— 待完成任務 —
把下方談境外影視作品著作權權屬一文中的這句話譯成英文:「近年來,隨著海外影視作品交易量的不斷增加,權利人和版權確認等問題逐步凸顯。」

— 提供節選 —
----------

- 著作權糾紛裁判規則與類案集成
- 肖義剛編著
- 4658字
- 2025-05-12 16:53:44
004 如何認定境外影視作品著作權權屬?
閱讀提示
1980年,中央電視臺引入第一部海外動畫片《某某阿童木》,取得了不錯的收視成績。2005年迎來了網絡視頻行業發展元年,大量海外作品通過網絡引入國內,2009年以來海外影視作品引入需求逐年增加,大批優質海外作品進入中國版權交易市場。我國對海外影視作品的引進和傳播實行較為嚴格的管理制度,由于文化背景的差異,作品的署名差異很大,導致在版權引進過程中無法進行統一的權利人確認標準。近年來,隨著海外影視作品交易量的不斷增加,權利人和版權確認等問題逐步凸顯。如何認定海外影視作品著作權權屬,筆者在這里通過案例與大家一同探討。
裁判要旨
雖然原告未提交涉案作品的制作協議等有關權屬約定的直接證據,但其提交的片頭片尾署名等證據已經形成證據鏈條,在三被告未提供反證的情況下,足以證明涉案作品的原始權利歸于《碧藍某海》制作委員會成員的事實具有高度可能性。
案情簡介
一、涉案作品為日本動漫影視作品《碧藍某海》,于2018年7月14日在我國首播,共12集,其中第2-12集需大會員才能觀看。播放時片頭、片尾顯示:“井上××吉岡某某某談社某制作委員會”外,還同時標注了“原作「某」井上××吉岡××(某談社[good××××noon]連載)”“動畫制作人:持某健 動畫制作:Z-G”“制作某制作委員會N某球娛樂 A某談社 J東日本企劃 MB…YAO”“井上××吉岡×× 某談社 某制作委員會”。
二、2018年6月,A公司作為許可方與被許可方某哩某哩簽訂許可協議,將涉案作品《碧藍某海》互聯網權利(指通過互聯網下載或互聯網流式傳輸使用電影)授予某哩某哩。A公司出具《原產國證明書》《授權書》《授權證明書》,主要內容為其系涉案作品《碧藍某海》制作委員會的代表,該作品由該制作委員會于2018年在日本制作,其對涉案作品擁有權利并有權授予某哩某哩互聯網權利及分許可權,某哩某哩有權親自或委托第三方向侵權者維護權利。某哩某哩出具《授權與確認函》,授權原告上海某數碼科技有限公司(以下簡稱某娛公司)以自身名義采取任何及全部的必要法律行動。
三、在案公證書表明,涉案網站提供了涉案作品《碧藍某海》的在線播放服務,并提供了涉案作品在某度網盤中的下載鏈接和密碼。上述網站由三被告某哩公司、某絆公司、某無雙公司共同經營。

----------

(資料集節選)

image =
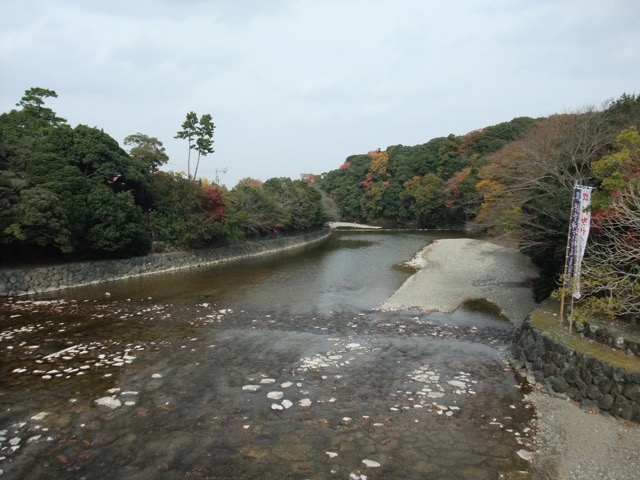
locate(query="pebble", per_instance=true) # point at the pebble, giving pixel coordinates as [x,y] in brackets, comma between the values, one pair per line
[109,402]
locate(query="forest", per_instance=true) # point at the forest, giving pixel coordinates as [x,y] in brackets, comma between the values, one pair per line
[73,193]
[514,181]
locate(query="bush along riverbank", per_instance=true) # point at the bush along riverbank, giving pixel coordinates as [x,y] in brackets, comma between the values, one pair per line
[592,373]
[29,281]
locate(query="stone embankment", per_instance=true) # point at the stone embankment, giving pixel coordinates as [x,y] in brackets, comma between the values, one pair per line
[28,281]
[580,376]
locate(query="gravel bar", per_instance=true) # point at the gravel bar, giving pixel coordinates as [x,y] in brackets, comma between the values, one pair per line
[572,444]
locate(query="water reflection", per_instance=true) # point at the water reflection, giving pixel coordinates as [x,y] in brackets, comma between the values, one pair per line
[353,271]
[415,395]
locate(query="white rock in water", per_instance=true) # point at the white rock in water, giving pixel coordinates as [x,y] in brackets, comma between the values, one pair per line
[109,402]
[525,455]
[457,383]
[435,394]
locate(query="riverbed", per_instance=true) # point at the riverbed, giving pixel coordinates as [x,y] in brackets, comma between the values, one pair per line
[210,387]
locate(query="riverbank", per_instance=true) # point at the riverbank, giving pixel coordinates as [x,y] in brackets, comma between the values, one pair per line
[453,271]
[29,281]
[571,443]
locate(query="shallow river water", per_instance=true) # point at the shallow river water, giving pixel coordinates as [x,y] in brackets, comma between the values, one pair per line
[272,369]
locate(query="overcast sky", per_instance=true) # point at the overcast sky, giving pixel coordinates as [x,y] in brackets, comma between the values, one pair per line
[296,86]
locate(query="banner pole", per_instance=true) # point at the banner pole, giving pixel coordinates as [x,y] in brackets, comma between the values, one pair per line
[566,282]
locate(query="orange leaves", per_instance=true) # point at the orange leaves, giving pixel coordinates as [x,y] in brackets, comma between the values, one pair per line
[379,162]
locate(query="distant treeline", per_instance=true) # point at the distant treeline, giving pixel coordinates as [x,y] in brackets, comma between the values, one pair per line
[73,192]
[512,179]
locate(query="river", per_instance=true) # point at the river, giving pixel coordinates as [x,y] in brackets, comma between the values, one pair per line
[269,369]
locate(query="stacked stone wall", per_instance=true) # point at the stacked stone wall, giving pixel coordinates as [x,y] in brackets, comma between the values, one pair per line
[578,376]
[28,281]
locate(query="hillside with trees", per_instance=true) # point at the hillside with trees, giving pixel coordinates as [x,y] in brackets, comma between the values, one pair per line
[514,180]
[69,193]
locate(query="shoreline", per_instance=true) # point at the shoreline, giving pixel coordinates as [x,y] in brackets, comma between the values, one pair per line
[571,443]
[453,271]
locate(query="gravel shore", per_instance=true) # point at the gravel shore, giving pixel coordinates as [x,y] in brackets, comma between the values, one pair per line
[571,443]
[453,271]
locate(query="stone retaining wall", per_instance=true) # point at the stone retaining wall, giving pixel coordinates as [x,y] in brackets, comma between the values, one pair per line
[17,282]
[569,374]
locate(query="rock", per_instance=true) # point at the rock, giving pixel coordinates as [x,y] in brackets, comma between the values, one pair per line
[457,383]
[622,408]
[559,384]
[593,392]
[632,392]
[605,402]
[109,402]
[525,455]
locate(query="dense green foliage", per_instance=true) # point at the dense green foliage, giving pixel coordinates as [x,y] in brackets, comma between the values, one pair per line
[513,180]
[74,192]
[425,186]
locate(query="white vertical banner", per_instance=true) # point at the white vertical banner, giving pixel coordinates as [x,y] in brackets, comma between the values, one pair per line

----------

— 答案 —
In recent years, as the volume of transactions involving overseas film and television works has continued to grow, issues such as the identification of right holders and the confirmation of copyright have gradually come to the fore.